--- Text passage Enclosed Below ---
By Stacey Wood, CTS, Manufacturing Recruiter
You haven’t found a job. You have a new cover letter, detailed resume, excellent references and recommendations. You have branded yourself, networked, and connected with others via social media and still nothing. Although the unemployment rate is slowly declining, if you are among those still searching for the right opportunity, perhaps it is now time to seek professional assistance.
Do Your Research. The first step is to research recruiters in your particular field. Connect with individuals you graduated with or professionals you worked with and admire, as well as the additional contacts you developed through social media like Linked In. It is quite likely that someone in your network has had success using a recruiter’s assistance and may be able to refer you to someone directly that can help with your search.
Send a resume. Once you have selected an individual or firm, it is acceptable to send an unsolicited resume. Recruiters review several resumes daily and can be utilized as a good source to educate you on improvements to your resume, as well as your approach. They may be able to offer specific advice about what your ideal company is looking for in a candidate. For example, if you are a recent IT graduate, perhaps you need additional JAVA experience to secure a position you have targeted. This data will enable you to redefine your job search or provide direction about additional training or classes you will need to reach that goal with companies you have targeted.
--- End of Enclosed Text passage ---
--- Dataset records Enclosed Below ---
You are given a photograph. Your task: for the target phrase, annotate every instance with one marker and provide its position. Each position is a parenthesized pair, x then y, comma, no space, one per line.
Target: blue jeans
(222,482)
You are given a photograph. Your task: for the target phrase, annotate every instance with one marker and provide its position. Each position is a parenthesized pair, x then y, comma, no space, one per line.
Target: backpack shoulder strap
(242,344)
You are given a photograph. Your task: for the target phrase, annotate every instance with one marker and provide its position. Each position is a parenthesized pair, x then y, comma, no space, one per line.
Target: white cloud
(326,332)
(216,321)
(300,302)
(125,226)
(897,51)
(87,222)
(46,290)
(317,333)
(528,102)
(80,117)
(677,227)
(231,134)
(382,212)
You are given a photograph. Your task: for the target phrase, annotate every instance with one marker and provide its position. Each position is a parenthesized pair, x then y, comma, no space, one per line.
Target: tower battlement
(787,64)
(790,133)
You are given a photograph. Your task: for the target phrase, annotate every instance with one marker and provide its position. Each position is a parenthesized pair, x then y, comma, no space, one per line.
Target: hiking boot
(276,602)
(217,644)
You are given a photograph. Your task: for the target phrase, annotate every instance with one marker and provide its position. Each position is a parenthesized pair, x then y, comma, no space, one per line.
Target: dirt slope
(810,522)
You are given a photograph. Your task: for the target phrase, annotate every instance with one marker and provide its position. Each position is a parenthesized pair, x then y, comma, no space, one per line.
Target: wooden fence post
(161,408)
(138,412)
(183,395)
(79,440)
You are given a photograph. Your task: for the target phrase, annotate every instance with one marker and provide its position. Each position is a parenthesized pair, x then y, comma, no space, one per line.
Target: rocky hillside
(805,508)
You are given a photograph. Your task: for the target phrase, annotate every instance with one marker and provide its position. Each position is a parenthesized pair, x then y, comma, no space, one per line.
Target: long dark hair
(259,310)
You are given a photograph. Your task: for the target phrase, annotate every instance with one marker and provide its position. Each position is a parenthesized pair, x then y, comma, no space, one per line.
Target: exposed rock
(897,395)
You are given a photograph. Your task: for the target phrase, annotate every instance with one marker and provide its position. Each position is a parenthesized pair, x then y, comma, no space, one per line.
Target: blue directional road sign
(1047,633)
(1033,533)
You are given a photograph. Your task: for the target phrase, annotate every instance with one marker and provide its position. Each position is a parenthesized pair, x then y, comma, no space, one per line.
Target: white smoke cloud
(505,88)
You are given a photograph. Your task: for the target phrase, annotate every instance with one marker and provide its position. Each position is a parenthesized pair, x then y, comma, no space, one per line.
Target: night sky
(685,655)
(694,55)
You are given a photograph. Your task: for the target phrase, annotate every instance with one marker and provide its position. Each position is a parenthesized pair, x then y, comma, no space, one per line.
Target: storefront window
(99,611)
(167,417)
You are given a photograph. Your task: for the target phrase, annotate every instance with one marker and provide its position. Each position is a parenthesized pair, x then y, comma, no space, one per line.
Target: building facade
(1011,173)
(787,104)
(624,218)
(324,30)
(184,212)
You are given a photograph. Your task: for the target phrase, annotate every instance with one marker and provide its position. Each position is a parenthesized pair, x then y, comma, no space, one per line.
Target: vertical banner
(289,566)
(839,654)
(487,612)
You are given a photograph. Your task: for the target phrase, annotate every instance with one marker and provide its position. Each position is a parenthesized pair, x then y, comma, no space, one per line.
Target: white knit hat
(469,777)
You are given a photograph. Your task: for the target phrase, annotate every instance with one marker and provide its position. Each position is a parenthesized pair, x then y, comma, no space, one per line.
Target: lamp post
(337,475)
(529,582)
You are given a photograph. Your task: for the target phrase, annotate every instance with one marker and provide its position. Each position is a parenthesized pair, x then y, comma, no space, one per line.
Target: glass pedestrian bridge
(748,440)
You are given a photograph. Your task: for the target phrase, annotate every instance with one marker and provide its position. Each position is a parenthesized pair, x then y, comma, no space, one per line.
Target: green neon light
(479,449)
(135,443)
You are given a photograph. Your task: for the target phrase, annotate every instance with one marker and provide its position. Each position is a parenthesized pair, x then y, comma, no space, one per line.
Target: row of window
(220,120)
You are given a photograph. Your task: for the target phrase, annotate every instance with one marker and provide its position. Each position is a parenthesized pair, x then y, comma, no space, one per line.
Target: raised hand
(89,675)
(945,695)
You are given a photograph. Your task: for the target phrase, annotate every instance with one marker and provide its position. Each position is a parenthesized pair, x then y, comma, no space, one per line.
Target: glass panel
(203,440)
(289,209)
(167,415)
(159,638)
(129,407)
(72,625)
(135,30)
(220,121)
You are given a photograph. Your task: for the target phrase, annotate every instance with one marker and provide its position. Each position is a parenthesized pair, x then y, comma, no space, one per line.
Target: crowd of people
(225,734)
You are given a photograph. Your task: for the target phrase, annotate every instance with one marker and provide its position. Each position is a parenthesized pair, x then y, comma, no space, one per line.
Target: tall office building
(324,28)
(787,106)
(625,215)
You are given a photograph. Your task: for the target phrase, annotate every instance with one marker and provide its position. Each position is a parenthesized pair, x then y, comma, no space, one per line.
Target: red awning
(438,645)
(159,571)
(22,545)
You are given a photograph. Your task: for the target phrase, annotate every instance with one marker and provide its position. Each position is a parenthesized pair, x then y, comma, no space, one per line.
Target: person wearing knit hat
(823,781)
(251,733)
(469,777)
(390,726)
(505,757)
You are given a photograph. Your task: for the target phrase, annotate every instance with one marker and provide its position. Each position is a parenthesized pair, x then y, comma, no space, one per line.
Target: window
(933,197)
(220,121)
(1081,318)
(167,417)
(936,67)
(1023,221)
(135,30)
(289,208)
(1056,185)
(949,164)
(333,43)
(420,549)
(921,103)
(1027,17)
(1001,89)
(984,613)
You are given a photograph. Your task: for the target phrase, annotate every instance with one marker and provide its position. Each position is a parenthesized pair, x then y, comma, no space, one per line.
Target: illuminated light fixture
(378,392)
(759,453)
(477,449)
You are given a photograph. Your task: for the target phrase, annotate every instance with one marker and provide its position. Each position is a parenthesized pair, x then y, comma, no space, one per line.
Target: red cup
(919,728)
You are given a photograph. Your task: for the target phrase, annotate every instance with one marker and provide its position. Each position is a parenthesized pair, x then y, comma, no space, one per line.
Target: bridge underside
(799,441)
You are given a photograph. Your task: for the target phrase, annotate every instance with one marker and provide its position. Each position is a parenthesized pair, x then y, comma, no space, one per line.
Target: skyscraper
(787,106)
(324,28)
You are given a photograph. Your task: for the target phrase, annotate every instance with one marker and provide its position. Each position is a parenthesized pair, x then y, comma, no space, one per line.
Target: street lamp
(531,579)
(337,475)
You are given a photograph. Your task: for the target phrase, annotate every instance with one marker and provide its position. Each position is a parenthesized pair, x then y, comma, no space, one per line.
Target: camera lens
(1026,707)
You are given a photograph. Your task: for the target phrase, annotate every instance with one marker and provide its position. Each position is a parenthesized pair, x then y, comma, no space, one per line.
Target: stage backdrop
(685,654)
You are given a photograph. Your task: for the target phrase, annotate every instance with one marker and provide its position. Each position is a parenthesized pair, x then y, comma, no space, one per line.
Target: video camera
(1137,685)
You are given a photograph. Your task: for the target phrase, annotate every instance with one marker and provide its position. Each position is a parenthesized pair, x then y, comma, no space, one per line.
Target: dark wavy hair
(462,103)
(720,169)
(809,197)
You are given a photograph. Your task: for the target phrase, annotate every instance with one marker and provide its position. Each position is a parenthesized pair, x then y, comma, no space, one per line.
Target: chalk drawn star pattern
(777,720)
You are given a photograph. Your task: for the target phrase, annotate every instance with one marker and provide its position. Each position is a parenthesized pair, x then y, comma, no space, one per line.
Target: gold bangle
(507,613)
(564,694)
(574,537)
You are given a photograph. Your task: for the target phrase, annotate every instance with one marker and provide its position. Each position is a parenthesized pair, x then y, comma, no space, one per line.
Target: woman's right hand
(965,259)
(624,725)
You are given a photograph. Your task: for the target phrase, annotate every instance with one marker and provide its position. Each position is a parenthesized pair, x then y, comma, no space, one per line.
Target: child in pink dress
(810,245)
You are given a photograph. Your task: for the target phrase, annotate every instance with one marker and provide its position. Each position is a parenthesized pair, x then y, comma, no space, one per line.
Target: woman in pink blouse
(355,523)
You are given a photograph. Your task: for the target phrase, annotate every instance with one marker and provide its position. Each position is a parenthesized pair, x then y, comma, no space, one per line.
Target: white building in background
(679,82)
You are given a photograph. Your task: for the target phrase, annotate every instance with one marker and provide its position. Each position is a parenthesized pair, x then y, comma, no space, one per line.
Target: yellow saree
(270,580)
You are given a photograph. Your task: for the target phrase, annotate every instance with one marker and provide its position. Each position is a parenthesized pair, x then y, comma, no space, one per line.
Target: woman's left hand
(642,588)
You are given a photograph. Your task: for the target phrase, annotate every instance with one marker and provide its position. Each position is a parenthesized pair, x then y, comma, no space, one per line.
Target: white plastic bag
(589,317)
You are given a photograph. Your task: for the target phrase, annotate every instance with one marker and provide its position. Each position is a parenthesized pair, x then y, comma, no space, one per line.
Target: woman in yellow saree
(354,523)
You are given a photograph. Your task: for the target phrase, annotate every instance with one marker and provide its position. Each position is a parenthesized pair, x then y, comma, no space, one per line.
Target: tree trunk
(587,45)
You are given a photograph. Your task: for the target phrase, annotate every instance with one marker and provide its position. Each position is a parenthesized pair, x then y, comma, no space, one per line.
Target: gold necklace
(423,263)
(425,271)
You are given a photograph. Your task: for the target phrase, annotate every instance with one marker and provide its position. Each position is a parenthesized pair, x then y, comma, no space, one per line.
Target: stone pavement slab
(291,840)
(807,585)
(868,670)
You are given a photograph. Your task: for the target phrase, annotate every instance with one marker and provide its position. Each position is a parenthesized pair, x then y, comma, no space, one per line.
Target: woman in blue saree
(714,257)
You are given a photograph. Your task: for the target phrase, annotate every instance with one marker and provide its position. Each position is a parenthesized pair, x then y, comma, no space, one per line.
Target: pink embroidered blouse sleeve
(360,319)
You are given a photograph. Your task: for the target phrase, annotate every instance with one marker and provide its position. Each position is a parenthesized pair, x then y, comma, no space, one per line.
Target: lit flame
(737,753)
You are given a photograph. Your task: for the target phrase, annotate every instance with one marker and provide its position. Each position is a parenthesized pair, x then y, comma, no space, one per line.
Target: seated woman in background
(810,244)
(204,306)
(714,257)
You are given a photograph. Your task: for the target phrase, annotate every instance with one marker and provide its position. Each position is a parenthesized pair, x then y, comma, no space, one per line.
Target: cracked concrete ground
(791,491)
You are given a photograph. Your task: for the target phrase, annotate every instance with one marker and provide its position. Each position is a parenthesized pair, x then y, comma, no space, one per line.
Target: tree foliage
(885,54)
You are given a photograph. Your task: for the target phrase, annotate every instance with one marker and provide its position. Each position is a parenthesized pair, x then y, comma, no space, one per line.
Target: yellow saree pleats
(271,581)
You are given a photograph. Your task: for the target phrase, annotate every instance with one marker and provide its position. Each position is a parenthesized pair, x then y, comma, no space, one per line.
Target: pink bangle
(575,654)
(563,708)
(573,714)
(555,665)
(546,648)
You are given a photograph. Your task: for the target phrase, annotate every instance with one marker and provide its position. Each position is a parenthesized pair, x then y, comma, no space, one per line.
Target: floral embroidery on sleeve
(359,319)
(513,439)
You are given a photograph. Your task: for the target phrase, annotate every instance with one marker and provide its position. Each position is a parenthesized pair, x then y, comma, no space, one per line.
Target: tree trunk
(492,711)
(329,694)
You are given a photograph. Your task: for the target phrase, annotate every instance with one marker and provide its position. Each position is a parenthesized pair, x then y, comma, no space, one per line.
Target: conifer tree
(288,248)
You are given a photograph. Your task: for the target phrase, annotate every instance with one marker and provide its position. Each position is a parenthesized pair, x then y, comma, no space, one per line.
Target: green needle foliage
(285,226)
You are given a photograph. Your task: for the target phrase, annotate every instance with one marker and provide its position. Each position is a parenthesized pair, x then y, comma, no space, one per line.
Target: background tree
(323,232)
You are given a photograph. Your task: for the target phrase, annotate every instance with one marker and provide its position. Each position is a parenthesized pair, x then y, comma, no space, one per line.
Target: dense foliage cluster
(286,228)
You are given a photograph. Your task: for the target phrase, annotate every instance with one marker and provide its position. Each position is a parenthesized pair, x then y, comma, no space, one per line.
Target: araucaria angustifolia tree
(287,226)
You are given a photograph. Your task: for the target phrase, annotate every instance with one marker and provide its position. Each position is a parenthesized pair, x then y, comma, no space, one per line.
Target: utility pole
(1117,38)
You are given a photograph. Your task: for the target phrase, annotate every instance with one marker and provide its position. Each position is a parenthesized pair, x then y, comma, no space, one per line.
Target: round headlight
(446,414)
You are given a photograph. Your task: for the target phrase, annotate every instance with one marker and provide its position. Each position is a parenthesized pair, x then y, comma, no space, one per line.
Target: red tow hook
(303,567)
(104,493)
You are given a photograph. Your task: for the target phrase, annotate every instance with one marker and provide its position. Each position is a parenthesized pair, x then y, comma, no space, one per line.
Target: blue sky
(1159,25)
--- End of Enclosed Dataset records ---
List everything the article on working with recruiters says the job seeker already has to apply with, before it suggests seeking professional help.

- A new cover letter
- A detailed resume
- Excellent references
- Recommendations